Records from a data source
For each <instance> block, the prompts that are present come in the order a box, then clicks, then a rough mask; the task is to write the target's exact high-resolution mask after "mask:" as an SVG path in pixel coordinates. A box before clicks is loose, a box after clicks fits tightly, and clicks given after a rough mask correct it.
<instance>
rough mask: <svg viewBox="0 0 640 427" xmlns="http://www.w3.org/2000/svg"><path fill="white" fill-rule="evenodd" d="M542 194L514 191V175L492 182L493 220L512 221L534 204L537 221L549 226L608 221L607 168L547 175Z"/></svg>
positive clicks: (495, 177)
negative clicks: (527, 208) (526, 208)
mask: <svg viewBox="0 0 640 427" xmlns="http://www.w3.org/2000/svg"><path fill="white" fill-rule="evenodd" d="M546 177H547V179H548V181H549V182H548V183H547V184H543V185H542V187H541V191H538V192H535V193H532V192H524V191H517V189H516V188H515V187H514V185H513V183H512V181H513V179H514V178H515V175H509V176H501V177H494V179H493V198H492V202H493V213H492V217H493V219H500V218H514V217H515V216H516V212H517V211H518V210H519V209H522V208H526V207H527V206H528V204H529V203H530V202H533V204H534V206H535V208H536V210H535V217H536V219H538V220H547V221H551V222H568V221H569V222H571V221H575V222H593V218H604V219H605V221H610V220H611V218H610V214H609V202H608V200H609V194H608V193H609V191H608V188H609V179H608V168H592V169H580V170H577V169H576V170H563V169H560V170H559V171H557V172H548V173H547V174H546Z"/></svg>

#### EXERCISE DETAILS:
Count the lines of the records that contain the string "instance", treating uppercase and lowercase as different. Reply with the number alone.

#### ANSWER SPACE:
2